▸ **Quoted text**:

- - - - -

[ 
https://issues.apache.org/jira/browse/HADOOP-14457?page=com.atlassian.jira.plugin.system.issuetabpanels:comment-tabpanel&focusedCommentId=16048376#comment-16048376
 ] 

Sean Mackrory commented on HADOOP-14457:
----------------------------------------

Had lot of back-and-forth about this offline with [~fabbri]. Notes are below. 
Would like some input from [~liuml07] / [~ste...@apache.org] about this since 
either solution involves adding to the MetadataStore interface. The gist is 
this:

- I think it's reasonable to only do this if authoritative mode is enabled.
- I'm concerned about code complexity, and having the Dynamo DB implementation 
add all ancestors, and then replicate the same thing under certain conditions 
in the FS only for implementations that don't do this. I suspect future 
implementations are more likely than not to require the tree to be traversable 
from root like DynamoDB does. I'm actually not clear why Local doesn't have 
this same problem, unless it's just that we don't care about doing a full-table 
scan on an in-memory hashmap.
- [~fabbri] is concerned about performance and wants the MetadataStore 
interface to be as simple as possible to make future implementations easy to 
add, so having more of the logic live in the FS when possible is desirable.

There are 2 options we discussed:

- Add putRecursive to the metadata store interface and use that in 
finishedWrite() instead of having it loop up the directory hierarchy itself. 
For Dynamo or similar implementations, it can just wrap put. Mkdir might be 
able to use it, although it already traverses the tree making sure none of the 
parents are a file anyway, similar to what create() should eventually do.

- Go with the change as-is, but wrap the finishedWrite changes in a 
capabilities API so that it only adds ancestors if the parent needs them and 
won't do it itself.

Personally, I prefer the former. It addresses my concerns about adding 
recursive operations at multiple points in the code (I think it's more likely 
than not that any future implementations will have the same need for DynamoDB 
to have the entire tree be traversable from root anyway), the FS doesn't need 
to decide whether or not it should recurse because it can always assume the 
underlying operation will do it the first time it's called, and the one point 
that operation is implemented can take advantage of any store-specific 
optimizations rather than something unaware of the storage layer just making 
repeated calls.

On the other hand, if we feel like we're going to eventually need a 
capabilities API anyway, we may as well add it now and use that to solve this 
problem too.

Any thoughts, [~ste...@apache.org] / [~liuml07]?

Any nuances I didn't call out here, [~fabbri]?

- - - - -

[Records from a collection]
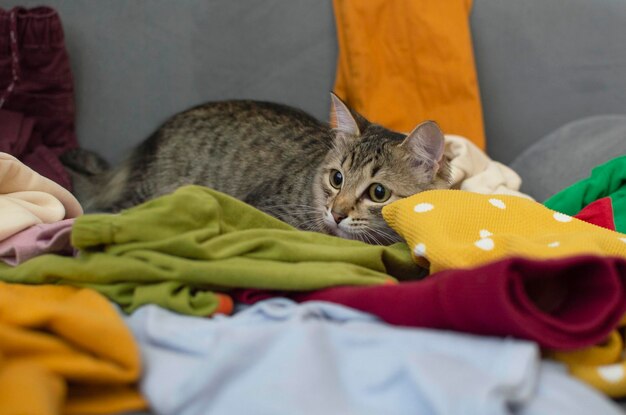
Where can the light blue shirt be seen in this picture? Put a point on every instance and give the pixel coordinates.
(278, 357)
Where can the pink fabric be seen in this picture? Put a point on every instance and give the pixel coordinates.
(38, 240)
(495, 299)
(36, 83)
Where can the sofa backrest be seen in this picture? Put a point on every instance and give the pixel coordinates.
(540, 63)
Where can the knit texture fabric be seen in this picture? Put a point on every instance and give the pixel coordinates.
(457, 229)
(561, 304)
(28, 198)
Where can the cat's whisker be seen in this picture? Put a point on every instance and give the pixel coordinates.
(381, 234)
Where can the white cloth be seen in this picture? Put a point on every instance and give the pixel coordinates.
(474, 171)
(278, 357)
(28, 198)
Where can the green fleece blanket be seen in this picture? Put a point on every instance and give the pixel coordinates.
(179, 250)
(606, 187)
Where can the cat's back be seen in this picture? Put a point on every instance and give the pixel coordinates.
(232, 146)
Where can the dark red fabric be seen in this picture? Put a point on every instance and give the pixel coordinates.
(585, 295)
(599, 212)
(36, 82)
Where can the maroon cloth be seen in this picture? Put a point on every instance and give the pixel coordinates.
(36, 83)
(584, 298)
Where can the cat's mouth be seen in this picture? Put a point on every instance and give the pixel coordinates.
(336, 229)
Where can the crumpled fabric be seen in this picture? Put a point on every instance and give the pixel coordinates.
(474, 171)
(37, 108)
(28, 198)
(65, 350)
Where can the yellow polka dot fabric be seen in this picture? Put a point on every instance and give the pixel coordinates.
(602, 366)
(460, 229)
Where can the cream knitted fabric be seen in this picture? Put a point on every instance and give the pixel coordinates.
(27, 198)
(474, 171)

- - - - -

▸ **Problems and tasks**:
1 – In the HADOOP-14457 comment, which of the two options does Sean Mackrory say he prefers?
2 – Write a continuation of the HADOOP-14457 comment, picking up from where it stops.
These records come from a separate source.

▸ **Exercise answers**:
1 – He prefers adding putRecursive to the MetadataStore interface and using it in finishedWrite() instead of having it loop up the directory hierarchy itself.

2 –
> create() does not notify metadataStore of parent directories or ensure 
> they're not existing files
> -------------------------------------------------------------------------------------------------
>
>                 Key: HADOOP-14457
>                 URL: https://issues.apache.org/jira/browse/HADOOP-14457
>             Project: Hadoop Common
>          Issue Type: Sub-task
>          Components: fs/s3
>            Reporter: Sean Mackrory
>            Assignee: Sean Mackrory
>         Attachments: HADOOP-14457-HADOOP-13345.001.patch, 
> HADOOP-14457-HADOOP-13345.002.patch, HADOOP-14457-HADOOP-13345.003.patch, 
> HADOOP-14457-HADOOP-13345.004.patch, HADOOP-14457-HADOOP-13345.005.patch, 
> HADOOP-14457-HADOOP-13345.006.patch, HADOOP-14457-HADOOP-13345.007.patch, 
> HADOOP-14457-HADOOP-13345.008.patch, HADOOP-14457-HADOOP-13345.009.patch
>
>
> Not a great test yet, but it at least reliably demonstrates the issue. 
> LocalMetadataStore will sometimes erroneously report that a directory is 
> empty with isAuthoritative = true when it *definitely* has children the 
> metadatastore should know about. It doesn't appear to happen if the children 
> are just directory. The fact that it's returning an empty listing is 
> concerning, but the fact that it says it's authoritative *might* be a second 
> bug.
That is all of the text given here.